In the early 1990s, the founders of the Yellowstone to Yukon Conservation Initiative envisioned a network of protected habitats along the spine of the Rockies — one that would allow wolves, grizzly bears, golden eagles, and other wide-ranging species to breed, feed, and succeed. Y2Y was an audacious idea, to say the least, and it attracted plenty of attention, including from skeptics who believed it was unachievable.

During its early years, Y2Y was a loose coalition of groups interested in ecological connectivity, and it had few if any full-time staff. Efforts focused on identifying the pieces of habitat most important to wildlife migration and survival. But while conservation science could pinpoint the places that wildlife needed, protecting those places required forming relationships and building trust with and among the human communities of the Rockies — and that, in turn, required many years of meeting with and listening to local people. As the initiative’s first executive director observed, “People, from Yellowstone to Yukon, are the key to our success.”

Today, after a quarter-century of work across five American states, two Canadian provinces, two Canadian territories and at least 75 Indigenous territories, the area protected for conservation within the Y2Y corridor has increased by 80%, even as the growth of protected areas declined or remained constant elsewhere in North America. This is due almost entirely to a groundswell of support that includes, crucially, Indigenous peoples and their governments.

In 2002, the Y2Y Initiative hosted Indigenous peoples from throughout the region, seeking to identify and explore our common ground. Importantly, Peter Wesley (Nakoda First Nation) and Levi Holt (Nez Perce) decided to join the Y2Y board and council. In later years, Dick Baldes (Eastern Shoshone Tribe), Pat Smith (Assiniboine Tribe) and Joe Lougheed (Métis) signed on as well.

By 2003, the initiative was supporting Indigenous-led conservation proposals in Canada’s Northwest Territories. A decade later, these efforts culminated in the 1.17 million-acre Nahanni National Park Reserve, co-managed by Parks Canada and Dehcho First Nation, and the 1.19 million-acre Nááts’įhch’oh National Park Reserve, co-managed by Parks Canada and Sahtú First Nations.

In recent years, the support of Indigenous communities in Canada has resulted in signed conservation agreements between federal, regional and First Nations governments on approximately 14 million acres of co-managed protected areas. These agreements include the Peel watershed land-use plan in Yukon Territory; a partnership to conserve caribou habitat in British Columbia’s Peace River region; and Qat’muk, the home of Grizzly Bear Spirit, in the Upper Columbia River area of British Columbia. The Y2Y Initiative was able to assist these efforts — and support Indigenous leadership in conservation — by helping with grant-making, political strategizing, communications, organizing and more.

···

- _Task instructions_:
(a) According to the Y2Y article, which two bodies co-manage the Nááts’įhch’oh National Park Reserve?
(b) Please extend the Y2Y article, picking up after its last sentence.
The data has no role in this work.

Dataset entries
···

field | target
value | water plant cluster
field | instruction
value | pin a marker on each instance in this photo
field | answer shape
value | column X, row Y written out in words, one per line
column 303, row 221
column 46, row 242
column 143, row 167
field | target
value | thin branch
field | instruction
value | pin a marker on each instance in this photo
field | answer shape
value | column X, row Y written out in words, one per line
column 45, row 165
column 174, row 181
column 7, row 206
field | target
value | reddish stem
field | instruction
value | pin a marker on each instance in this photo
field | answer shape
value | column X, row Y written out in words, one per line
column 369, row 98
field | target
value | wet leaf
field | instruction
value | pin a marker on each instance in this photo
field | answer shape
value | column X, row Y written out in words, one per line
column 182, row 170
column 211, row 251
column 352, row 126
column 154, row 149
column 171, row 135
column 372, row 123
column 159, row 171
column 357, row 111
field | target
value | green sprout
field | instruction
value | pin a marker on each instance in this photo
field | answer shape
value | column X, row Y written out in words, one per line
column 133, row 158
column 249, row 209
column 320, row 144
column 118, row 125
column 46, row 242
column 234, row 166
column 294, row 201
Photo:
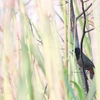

···

- _Responses to the tasks_:
(a) Parks Canada and Sahtú First Nations.

(b)
New community-led proposals are also underway in northern Canada: The Kaska First Nation in British Columbia and the Yukon has three proposals in progress, including Dene K’éh Kusān — “always will be there” in the Dene language. This Indigenous Protected and Conserved Area, or IPCA, would protect 4 million acres of ancestral homelands in northern British Columbia, southeast Yukon and the southwestern corner of the Northwest Territories. Just this summer, the Gitanyow First Nation declared an Indigenous Protected Area of more than 420,000 acres, in part to protect important salmon runs in central British Columbia.

Young women from Great Falls and Browning, Montana, pass around the heart of the buffalo that was harvested during a ceremony on the Blackfeet Reservation in October 2018. Credit: Louise Johns

In the U.S., there is a long history of tribal engagement in land and wildlife conservation, and Y2Y has worked to support such efforts in the Northern Rockies. The Nez Perce people, who in the mid-1990s exercised their treaty rights by reintroducing wolves into central Idaho, are leading the Camas to Condors Project, which works at the landscape level to protect wildlife from the worst effects of climate change. The Blackfoot Confederacy is advancing the Iinnii Initiative, an effort to restore free-roaming bison on Blackfoot lands on both sides of the international border.

These accomplishments reflect years of research and negotiations by governments and communities seeking to connect landscapes and people. Close to 18% of the Yellowstone to Yukon region is now protected from development, and more than a quarter of those lands are managed or co-managed by Indigenous communities, not including the 14 million acres of self-declared IPCAs in progress.

As we look ahead to our next quarter-century, we believe that large landscape conservation is more important than ever, given the escalating effects of climate change, habitat destruction and other human-caused harms. But Y2Y has learned that wildlife habitats cannot be reconnected in a meaningful and lasting way unless human communities of all kinds are also reconnected — linked to one another, as well as to their landscapes. By listening to and actively supporting community members and leaders, we can support all forms of life into the future, from Yellowstone to Yukon and beyond.   

Bison on the Blackfeet Reservation are moved to winter pasture. The Blackfoot Confederacy is advancing the Iinnii Initiative, an effort to restore free-roaming bison on Blackfoot lands on both sides of the international border. Credit: Louise Johns

Jodi Hilty is president and chief scientist at Yellowstone to Yukon Conservation Initiative, and Kelly Zenkewich is the organization’s senior communications and digital engagement manager.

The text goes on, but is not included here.